◆ What to produce:
List every line of the listing below that contains the string "white", copying each line in full.

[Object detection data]

┌────────

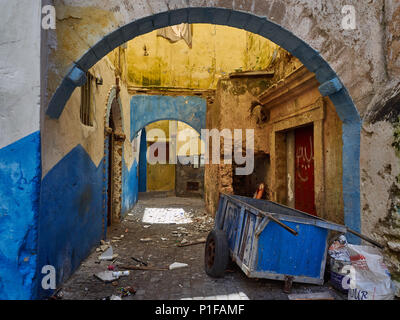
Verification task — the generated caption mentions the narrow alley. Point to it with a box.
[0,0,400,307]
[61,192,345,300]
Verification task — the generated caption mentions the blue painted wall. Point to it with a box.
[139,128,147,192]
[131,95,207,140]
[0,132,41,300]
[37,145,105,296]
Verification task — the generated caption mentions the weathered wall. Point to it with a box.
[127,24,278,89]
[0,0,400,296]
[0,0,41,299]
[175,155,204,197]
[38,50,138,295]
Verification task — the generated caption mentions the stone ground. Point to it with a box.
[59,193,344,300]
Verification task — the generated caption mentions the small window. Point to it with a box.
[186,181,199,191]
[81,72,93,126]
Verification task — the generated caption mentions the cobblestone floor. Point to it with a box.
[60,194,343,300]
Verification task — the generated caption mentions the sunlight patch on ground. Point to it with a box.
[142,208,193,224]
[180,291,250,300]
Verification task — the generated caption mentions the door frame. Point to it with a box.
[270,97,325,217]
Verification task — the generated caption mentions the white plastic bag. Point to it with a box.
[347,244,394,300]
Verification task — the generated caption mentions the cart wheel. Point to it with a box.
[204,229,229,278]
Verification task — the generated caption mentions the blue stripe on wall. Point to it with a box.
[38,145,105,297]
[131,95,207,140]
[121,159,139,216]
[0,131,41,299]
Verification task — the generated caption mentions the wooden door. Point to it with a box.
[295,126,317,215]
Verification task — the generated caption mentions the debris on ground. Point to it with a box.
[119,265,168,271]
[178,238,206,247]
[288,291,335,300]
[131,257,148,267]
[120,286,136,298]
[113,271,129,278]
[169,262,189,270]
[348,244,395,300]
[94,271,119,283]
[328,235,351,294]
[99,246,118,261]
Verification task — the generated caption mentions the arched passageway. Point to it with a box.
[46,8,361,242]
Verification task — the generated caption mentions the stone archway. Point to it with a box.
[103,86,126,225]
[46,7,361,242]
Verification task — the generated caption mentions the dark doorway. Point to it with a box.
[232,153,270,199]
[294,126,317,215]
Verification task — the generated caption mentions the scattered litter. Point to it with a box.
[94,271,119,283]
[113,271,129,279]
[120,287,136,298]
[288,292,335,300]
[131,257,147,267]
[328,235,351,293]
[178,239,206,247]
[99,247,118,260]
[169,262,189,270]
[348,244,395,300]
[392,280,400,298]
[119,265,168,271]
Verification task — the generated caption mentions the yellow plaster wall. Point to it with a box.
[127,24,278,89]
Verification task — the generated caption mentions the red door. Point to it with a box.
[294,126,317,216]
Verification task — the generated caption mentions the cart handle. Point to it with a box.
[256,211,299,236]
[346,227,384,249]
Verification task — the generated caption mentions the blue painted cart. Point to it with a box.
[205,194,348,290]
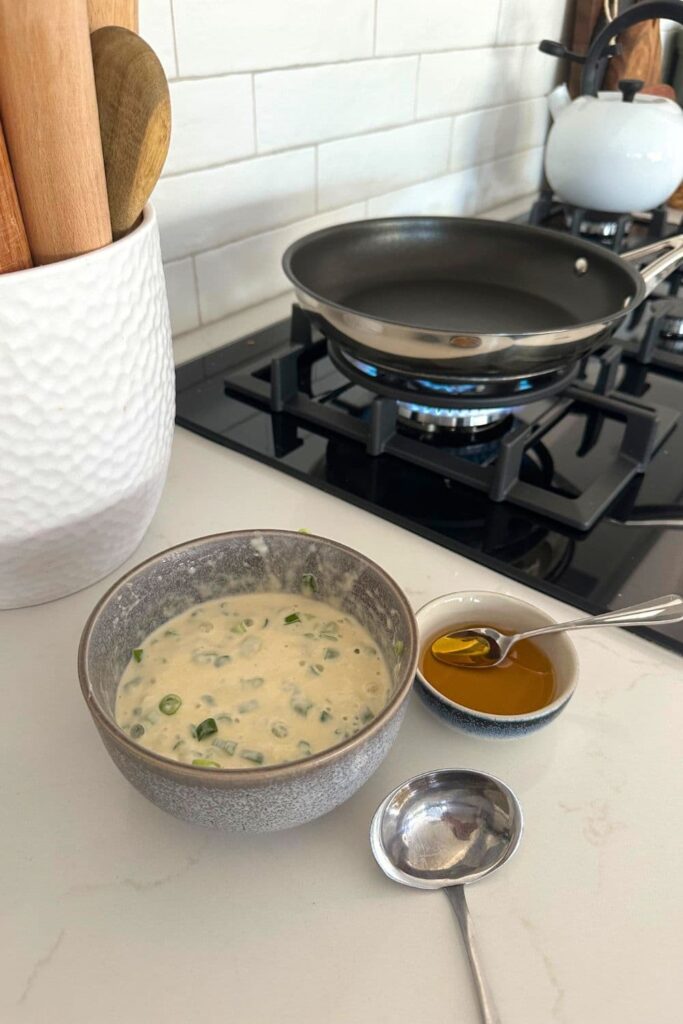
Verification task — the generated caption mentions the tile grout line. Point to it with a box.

└────────
┌────────

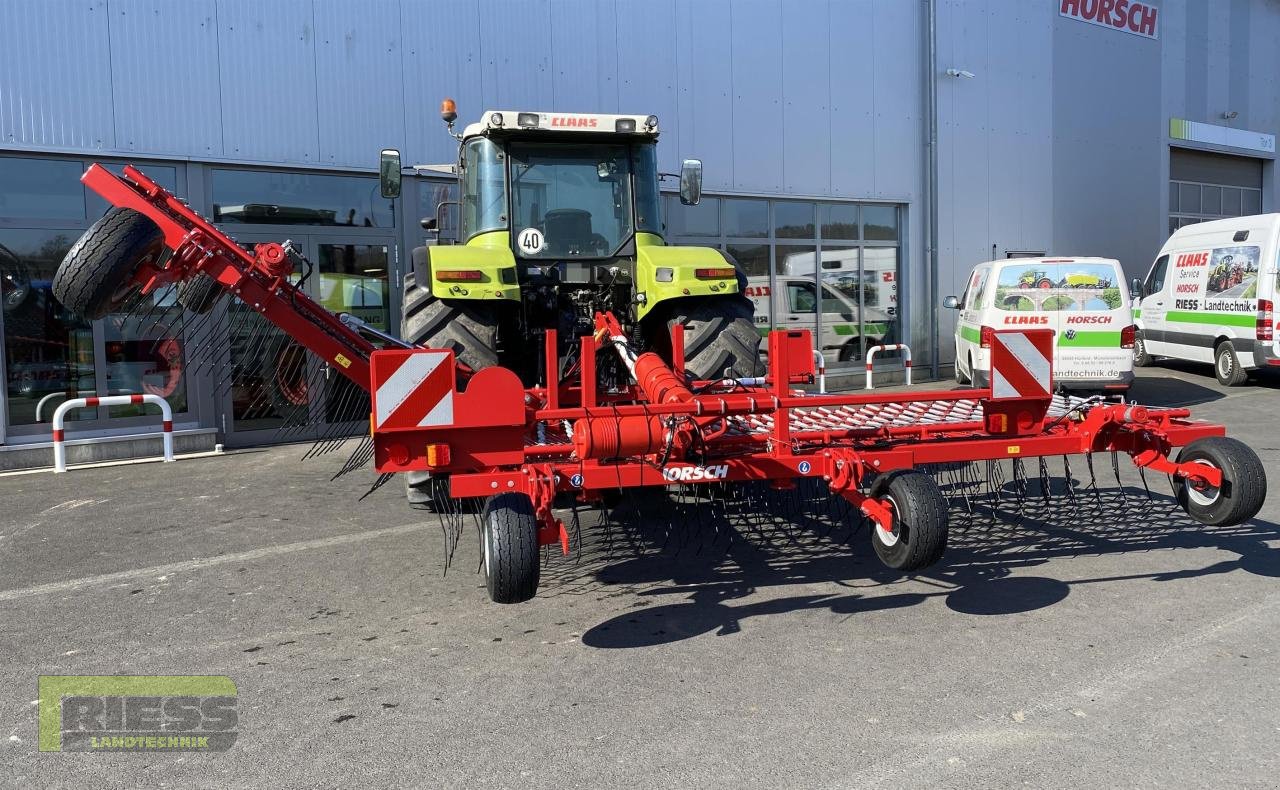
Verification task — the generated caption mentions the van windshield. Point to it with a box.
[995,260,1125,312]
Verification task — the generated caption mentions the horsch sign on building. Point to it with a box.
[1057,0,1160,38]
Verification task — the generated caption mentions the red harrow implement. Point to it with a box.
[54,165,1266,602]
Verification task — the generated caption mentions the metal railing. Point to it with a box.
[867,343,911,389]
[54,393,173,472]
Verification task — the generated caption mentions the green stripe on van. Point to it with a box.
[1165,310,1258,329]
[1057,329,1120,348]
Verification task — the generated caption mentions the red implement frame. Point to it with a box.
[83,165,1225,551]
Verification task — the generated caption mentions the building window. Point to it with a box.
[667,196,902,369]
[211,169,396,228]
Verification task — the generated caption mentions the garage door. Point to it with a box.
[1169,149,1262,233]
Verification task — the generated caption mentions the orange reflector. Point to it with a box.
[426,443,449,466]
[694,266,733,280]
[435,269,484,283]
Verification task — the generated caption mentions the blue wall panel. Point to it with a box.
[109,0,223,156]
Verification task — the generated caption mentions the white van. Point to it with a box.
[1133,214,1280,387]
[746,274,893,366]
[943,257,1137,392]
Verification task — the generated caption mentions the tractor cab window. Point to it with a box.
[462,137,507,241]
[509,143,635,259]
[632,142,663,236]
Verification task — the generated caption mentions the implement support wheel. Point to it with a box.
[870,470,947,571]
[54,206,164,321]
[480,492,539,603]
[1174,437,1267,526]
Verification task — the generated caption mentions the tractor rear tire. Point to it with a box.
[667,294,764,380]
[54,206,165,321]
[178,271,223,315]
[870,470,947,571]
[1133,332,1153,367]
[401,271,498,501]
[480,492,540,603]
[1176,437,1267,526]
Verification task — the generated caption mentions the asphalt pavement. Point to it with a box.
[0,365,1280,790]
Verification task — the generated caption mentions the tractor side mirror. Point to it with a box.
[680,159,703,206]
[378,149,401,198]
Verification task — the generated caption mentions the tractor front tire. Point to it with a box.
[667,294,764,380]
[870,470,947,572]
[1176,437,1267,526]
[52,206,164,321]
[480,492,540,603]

└────────

◆ Solution to the problem:
Verification task — the generated caption mentions the white plastic bag. Point to it with a box.
Verification task — the generated caption mentions the white van. Point to it with a box.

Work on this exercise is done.